- **Source**:
--------------------

Mathematics

# The value of $\int { { e }^{ x } } .\dfrac { { x }^{ 2 }+1 }{ { \left( x+1 \right) }^{ 2 } } dx$ is

##### ANSWER

${ e }^{ x }\left( \dfrac { x-1 }{ x+1 } \right) +C$

##### SOLUTION
$I=\displaystyle\int e^x\dfrac{x^2+1}{(x+1)^2}dx$
$=\displaystyle\int e^x\dfrac{x^2+1+2x-2x}{(x+1)^2}dx$
$=\displaystyle\int e^x\dfrac{(x+1)^2-2x}{(x+1)^2}dx$
$=\displaystyle\int e^x\left\{1-\dfrac{2x}{(x+1)^2}\right\}dx$
$=\displaystyle\int e^xdx-\displaystyle\int e^x\cdot \dfrac{2x}{(x+1)^2}dx$.

--------------------

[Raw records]

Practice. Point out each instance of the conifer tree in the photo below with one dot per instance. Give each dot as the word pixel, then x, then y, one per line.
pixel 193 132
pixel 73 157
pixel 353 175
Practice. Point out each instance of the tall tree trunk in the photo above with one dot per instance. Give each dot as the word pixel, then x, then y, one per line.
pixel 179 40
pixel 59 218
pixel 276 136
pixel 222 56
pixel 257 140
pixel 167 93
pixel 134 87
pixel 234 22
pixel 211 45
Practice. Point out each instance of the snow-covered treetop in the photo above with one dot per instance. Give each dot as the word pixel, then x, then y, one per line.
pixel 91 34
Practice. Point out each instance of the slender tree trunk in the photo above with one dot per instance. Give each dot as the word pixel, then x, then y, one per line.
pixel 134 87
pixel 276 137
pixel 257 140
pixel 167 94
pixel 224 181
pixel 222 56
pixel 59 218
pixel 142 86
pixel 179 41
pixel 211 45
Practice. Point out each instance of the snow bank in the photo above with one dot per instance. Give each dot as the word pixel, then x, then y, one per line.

--------------------

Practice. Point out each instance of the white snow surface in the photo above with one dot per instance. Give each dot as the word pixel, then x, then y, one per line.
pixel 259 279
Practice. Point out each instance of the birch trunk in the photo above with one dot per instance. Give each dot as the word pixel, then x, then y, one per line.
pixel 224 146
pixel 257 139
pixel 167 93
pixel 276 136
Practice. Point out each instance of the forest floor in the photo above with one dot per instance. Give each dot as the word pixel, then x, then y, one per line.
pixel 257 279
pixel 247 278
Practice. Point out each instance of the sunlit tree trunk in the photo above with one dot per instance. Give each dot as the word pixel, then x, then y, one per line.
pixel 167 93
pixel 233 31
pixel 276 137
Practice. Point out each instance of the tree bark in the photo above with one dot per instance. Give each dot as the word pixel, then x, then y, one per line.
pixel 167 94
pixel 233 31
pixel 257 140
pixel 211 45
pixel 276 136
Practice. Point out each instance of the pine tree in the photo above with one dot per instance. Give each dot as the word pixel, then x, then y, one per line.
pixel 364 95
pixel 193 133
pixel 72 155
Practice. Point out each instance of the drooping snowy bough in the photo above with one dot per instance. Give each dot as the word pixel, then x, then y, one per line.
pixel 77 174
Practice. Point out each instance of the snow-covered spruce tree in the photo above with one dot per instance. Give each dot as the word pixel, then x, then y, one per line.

--------------------

- **Exercise set**:
(A) Answer these from the integral solution:
(i) What final answer does it give for the integral?
(ii) Which term is added and then subtracted in the numerator?
(iii) Into which two integrals is the expression split in the last step?
(B) Rewrite the part of the integral solution beginning "I = ∫ e^x (x² + 1)/(x + 1)² dx" as a short list of steps, keeping its main facts.

- **Task-by-task results**:
(A)
(i) e^x((x − 1)/(x + 1)) + C
(ii) 2x
(iii) ∫ e^x dx and ∫ e^x · 2x/(x + 1)² dx, with the second subtracted from the first.

(B)
- Set I = ∫ e^x (x² + 1)/(x + 1)² dx.
- Add and subtract 2x in the numerator, so it becomes (x + 1)² − 2x.
- Divide by (x + 1)² to get ∫ e^x {1 − 2x/(x + 1)²} dx.
- Split this into ∫ e^x dx − ∫ e^x · 2x/(x + 1)² dx.